[WORK TO BE COMPLETED] Repeat the records word for word.

Entries taken from a collection
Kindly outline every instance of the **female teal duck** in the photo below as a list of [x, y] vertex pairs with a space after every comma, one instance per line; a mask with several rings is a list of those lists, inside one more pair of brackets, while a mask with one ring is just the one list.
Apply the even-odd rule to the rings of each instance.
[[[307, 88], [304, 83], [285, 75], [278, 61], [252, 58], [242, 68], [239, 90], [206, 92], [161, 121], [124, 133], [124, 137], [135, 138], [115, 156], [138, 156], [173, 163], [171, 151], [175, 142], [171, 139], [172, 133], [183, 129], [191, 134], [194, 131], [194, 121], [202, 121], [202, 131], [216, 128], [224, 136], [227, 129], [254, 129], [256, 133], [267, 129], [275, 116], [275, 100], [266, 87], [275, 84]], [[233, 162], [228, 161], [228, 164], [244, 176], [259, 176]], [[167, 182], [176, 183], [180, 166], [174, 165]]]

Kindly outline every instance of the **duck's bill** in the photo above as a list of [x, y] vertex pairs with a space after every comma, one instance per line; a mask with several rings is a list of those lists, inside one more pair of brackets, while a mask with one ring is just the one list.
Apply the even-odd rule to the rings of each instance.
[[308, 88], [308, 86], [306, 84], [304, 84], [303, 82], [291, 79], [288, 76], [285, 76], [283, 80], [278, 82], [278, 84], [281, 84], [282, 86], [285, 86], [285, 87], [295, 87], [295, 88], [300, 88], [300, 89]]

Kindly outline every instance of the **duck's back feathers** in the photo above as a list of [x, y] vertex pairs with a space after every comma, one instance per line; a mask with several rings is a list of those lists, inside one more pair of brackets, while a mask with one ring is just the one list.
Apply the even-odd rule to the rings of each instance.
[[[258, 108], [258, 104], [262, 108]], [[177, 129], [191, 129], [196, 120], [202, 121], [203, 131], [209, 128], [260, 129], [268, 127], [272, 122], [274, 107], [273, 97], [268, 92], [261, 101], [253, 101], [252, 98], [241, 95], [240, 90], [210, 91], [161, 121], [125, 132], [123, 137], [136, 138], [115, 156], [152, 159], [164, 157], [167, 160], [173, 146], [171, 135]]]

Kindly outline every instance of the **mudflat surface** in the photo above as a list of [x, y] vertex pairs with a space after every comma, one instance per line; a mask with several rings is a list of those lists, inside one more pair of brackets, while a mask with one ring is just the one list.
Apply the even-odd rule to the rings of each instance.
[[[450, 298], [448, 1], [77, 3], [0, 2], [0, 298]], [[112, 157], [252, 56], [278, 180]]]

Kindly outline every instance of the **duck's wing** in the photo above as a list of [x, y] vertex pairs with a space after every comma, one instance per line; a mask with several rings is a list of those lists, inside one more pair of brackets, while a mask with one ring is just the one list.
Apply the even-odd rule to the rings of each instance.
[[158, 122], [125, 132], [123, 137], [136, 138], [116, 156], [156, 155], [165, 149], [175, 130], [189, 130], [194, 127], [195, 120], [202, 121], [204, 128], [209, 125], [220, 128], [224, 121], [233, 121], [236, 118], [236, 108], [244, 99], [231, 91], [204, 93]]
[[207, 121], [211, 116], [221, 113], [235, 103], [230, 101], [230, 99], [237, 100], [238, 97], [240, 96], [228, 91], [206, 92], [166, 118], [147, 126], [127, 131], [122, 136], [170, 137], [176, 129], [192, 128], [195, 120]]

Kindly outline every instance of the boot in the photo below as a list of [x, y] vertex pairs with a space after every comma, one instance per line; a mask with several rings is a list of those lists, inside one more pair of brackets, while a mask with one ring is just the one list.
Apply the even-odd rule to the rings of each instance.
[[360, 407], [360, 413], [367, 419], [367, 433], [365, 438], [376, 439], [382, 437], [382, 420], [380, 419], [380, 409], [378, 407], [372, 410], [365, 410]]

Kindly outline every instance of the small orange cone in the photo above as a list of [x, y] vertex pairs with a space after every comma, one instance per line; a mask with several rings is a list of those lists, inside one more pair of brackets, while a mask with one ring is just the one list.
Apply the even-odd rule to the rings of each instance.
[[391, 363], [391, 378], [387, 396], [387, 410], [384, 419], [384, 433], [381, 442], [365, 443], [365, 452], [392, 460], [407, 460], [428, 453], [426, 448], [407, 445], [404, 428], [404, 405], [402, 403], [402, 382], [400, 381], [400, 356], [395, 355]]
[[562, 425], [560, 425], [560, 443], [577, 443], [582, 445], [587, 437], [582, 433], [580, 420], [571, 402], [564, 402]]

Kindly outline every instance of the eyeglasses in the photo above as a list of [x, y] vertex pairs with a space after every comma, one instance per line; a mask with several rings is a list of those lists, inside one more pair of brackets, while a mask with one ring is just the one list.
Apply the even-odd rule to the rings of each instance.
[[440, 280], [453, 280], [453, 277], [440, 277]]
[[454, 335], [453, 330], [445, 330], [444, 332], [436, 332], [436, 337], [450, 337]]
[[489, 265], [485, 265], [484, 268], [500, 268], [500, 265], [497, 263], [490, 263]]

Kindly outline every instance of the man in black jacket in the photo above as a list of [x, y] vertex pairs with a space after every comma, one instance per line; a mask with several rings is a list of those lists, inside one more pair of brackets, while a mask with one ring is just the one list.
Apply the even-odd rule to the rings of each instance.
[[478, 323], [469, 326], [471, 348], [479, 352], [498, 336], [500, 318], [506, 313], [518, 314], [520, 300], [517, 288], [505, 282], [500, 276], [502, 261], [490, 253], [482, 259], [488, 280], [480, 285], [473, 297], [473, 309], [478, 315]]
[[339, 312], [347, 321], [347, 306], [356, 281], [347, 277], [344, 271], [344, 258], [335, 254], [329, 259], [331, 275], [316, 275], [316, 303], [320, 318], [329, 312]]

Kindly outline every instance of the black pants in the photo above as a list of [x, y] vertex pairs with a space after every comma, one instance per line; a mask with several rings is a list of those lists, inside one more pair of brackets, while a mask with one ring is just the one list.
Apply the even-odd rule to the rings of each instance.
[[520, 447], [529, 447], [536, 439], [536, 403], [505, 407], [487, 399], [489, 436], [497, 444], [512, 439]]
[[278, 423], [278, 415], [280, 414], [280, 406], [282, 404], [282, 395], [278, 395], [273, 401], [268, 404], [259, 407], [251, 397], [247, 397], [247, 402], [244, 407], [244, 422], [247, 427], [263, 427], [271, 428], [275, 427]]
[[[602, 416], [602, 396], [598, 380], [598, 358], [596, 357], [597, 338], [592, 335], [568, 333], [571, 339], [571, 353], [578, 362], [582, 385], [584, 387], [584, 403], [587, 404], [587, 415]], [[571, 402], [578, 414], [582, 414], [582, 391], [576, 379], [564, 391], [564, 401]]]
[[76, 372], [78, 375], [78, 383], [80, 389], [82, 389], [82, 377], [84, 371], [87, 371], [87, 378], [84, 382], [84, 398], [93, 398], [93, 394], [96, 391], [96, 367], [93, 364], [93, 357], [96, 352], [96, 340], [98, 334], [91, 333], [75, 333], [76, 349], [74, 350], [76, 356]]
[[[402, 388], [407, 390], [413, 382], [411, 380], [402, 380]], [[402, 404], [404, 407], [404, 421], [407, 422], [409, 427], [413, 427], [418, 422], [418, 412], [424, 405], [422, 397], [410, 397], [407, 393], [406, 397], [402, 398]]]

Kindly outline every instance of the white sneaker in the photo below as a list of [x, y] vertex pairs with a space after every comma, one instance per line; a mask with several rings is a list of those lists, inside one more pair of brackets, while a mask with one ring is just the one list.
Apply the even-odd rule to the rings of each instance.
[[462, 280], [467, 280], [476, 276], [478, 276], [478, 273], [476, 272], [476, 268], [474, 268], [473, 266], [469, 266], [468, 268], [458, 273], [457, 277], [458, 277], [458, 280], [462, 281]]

[WRITTEN SOLUTION]
Kindly outline every instance of the **female teal duck** in the photo below as a list of [x, y] vertex pairs with a space after every comma, one instance per line; a mask with several rings is a list of those lists, inside one more pair of brackets, while a mask with one ring is just the one list.
Apply the even-odd rule to the rings of each instance.
[[[307, 88], [304, 83], [285, 75], [278, 61], [252, 58], [242, 68], [239, 90], [206, 92], [161, 121], [124, 133], [124, 137], [135, 138], [115, 156], [138, 156], [173, 163], [171, 151], [175, 142], [171, 139], [172, 133], [183, 129], [191, 134], [194, 131], [194, 121], [202, 121], [202, 131], [216, 128], [224, 136], [227, 129], [254, 129], [256, 133], [267, 129], [275, 116], [275, 100], [266, 87], [275, 84]], [[233, 162], [228, 161], [228, 164], [244, 176], [259, 176]], [[167, 182], [176, 183], [180, 166], [174, 165]]]

Kindly outline every instance of the **duck's bill** in the photo above as a list of [x, y] vertex pairs with a space after every comma, one instance per line; a mask with several rings is a list of those lists, inside one more pair of brackets, while a mask with one ring is just the one list.
Apply the even-odd rule to the rings of each instance.
[[308, 88], [308, 86], [306, 84], [304, 84], [303, 82], [291, 79], [288, 76], [285, 76], [283, 80], [278, 82], [278, 84], [281, 84], [282, 86], [285, 86], [285, 87], [295, 87], [295, 88], [300, 88], [300, 89]]

Kindly outline every instance of the **duck's back feathers** in the photo above as a list of [x, y] vertex pairs with a space after every comma, one instance per line; a mask with several rings is a list of those lists, inside one more pair of brackets, while a mask with one ring is just the one list.
Apply the even-odd rule to the rings of each instance.
[[[258, 108], [258, 104], [262, 108]], [[177, 129], [191, 129], [196, 120], [202, 121], [203, 131], [209, 128], [260, 129], [268, 127], [272, 122], [274, 107], [273, 97], [268, 92], [261, 101], [253, 101], [252, 98], [241, 95], [240, 90], [210, 91], [161, 121], [125, 132], [123, 137], [136, 138], [115, 156], [152, 159], [164, 157], [167, 160], [173, 146], [171, 135]]]

Kindly outline every instance of the **mudflat surface** in the photo above as a list of [x, y] vertex pairs with a space after every comma, one instance per line; a mask with several rings is a list of those lists, inside one more pair of brackets, while a mask with one ring is just the one list.
Apply the even-odd rule to the rings of each instance.
[[[450, 298], [448, 1], [77, 3], [0, 2], [0, 298]], [[112, 157], [252, 56], [278, 180]]]

Kindly outline every instance of the **duck's wing** in the photo above as a list of [x, y] vertex pairs with a space after every comma, one instance per line; a mask with several rings is a list of those lists, inside one more pair of brackets, while a mask with one ring is just the one list.
Apply the even-odd rule to the rings of each instance.
[[158, 122], [125, 132], [123, 137], [136, 138], [116, 156], [156, 155], [165, 149], [175, 130], [189, 130], [194, 127], [195, 120], [202, 121], [204, 128], [209, 125], [220, 128], [224, 121], [233, 121], [236, 118], [236, 108], [244, 99], [231, 91], [204, 93]]
[[207, 121], [211, 116], [221, 113], [235, 103], [230, 101], [230, 99], [237, 100], [238, 97], [240, 96], [228, 91], [206, 92], [166, 118], [147, 126], [127, 131], [122, 136], [170, 137], [176, 129], [192, 128], [195, 120]]

Kindly outline every instance of the boot in the photo below as a list of [x, y] vertex pairs with a space after every comma, one instance per line; a mask with several rings is a list of those lists, inside one more pair of brackets, while a mask with one ring is just the one list.
Apply the even-odd rule to the rings of each instance.
[[360, 407], [360, 413], [367, 419], [367, 433], [365, 438], [376, 439], [382, 437], [382, 420], [380, 419], [380, 409], [378, 407], [372, 410], [365, 410]]

Kindly outline every instance of the small orange cone in the photo above as a list of [x, y] vertex pairs with a space after every comma, one instance per line; a mask with several rings is a list of those lists, inside one more pair of brackets, while a mask with one ring is just the one list.
Apply the even-odd rule to the rings of each instance.
[[391, 363], [391, 378], [387, 396], [387, 410], [384, 419], [384, 433], [381, 442], [365, 443], [365, 452], [392, 460], [407, 460], [428, 453], [426, 448], [407, 445], [404, 428], [404, 405], [402, 403], [402, 382], [400, 381], [400, 356], [395, 355]]
[[562, 425], [560, 425], [560, 443], [577, 443], [582, 445], [587, 437], [582, 433], [580, 420], [571, 402], [564, 402]]

Kindly outline every instance of the eyeglasses in the photo above as a list of [x, y] vertex pairs with a space after every comma, one instance per line; a mask with several rings is a list of those lists, inside one more pair of brackets, while a mask with one ring is just the one list.
Apply the even-odd rule to the rings of each instance.
[[440, 280], [453, 280], [453, 277], [440, 277]]
[[454, 335], [453, 330], [445, 330], [444, 332], [436, 332], [436, 337], [450, 337]]
[[489, 265], [485, 265], [484, 268], [500, 268], [500, 265], [497, 263], [490, 263]]

Kindly outline every instance of the man in black jacket in the photo above as a list of [x, y] vertex pairs with a space after every comma, one instance per line; a mask with several rings is a list of those lists, inside one more pair of brackets, while a mask with one ring is just the one list.
Apply the even-odd rule to the rings of each instance.
[[478, 323], [469, 326], [471, 348], [479, 352], [498, 336], [500, 318], [506, 313], [518, 314], [520, 300], [517, 288], [505, 282], [500, 276], [502, 261], [490, 253], [482, 259], [488, 280], [480, 285], [473, 297], [473, 309], [478, 315]]
[[339, 312], [347, 321], [347, 306], [356, 281], [347, 277], [344, 271], [344, 258], [335, 254], [329, 259], [331, 275], [316, 275], [316, 303], [320, 318], [329, 312]]

Kindly outline every instance of the black pants in the photo above as a list of [x, y] vertex pairs with a space after every comma, one instance per line; a mask with several rings is a list of those lists, inside one more pair of brackets, while a mask with one ring is just the one list.
Apply the even-odd rule to the rings of each instance.
[[520, 447], [529, 447], [536, 439], [536, 403], [505, 407], [487, 399], [489, 436], [497, 444], [512, 439]]
[[278, 423], [278, 415], [280, 414], [280, 406], [282, 404], [282, 395], [278, 395], [273, 401], [268, 404], [259, 407], [251, 397], [247, 397], [247, 402], [244, 407], [244, 422], [247, 427], [263, 427], [271, 428], [275, 427]]
[[[602, 416], [602, 396], [598, 380], [598, 358], [596, 357], [597, 338], [592, 335], [568, 333], [571, 339], [571, 353], [578, 362], [582, 385], [584, 387], [584, 403], [587, 404], [587, 415]], [[571, 402], [578, 414], [582, 414], [582, 391], [576, 379], [564, 391], [564, 401]]]
[[76, 372], [78, 375], [78, 383], [80, 389], [82, 389], [82, 377], [84, 371], [87, 371], [87, 378], [84, 382], [84, 398], [93, 398], [93, 394], [96, 391], [96, 367], [93, 364], [93, 357], [96, 352], [96, 340], [98, 334], [91, 333], [75, 333], [76, 349], [74, 350], [76, 356]]
[[[402, 388], [407, 390], [413, 382], [411, 380], [402, 380]], [[402, 404], [404, 407], [404, 421], [407, 422], [409, 427], [413, 427], [418, 422], [418, 412], [424, 405], [422, 397], [410, 397], [407, 393], [406, 397], [402, 398]]]

Kindly outline every instance of the white sneaker in the photo below as a list of [x, y] vertex pairs with a space after every comma, one instance per line; a mask with several rings is a list of those lists, inside one more pair of brackets, while a mask with one ring is just the one list.
Apply the even-odd rule to the rings of each instance.
[[462, 280], [467, 280], [476, 276], [478, 276], [478, 273], [476, 272], [476, 268], [474, 268], [473, 266], [469, 266], [468, 268], [458, 273], [457, 277], [458, 277], [458, 280], [462, 281]]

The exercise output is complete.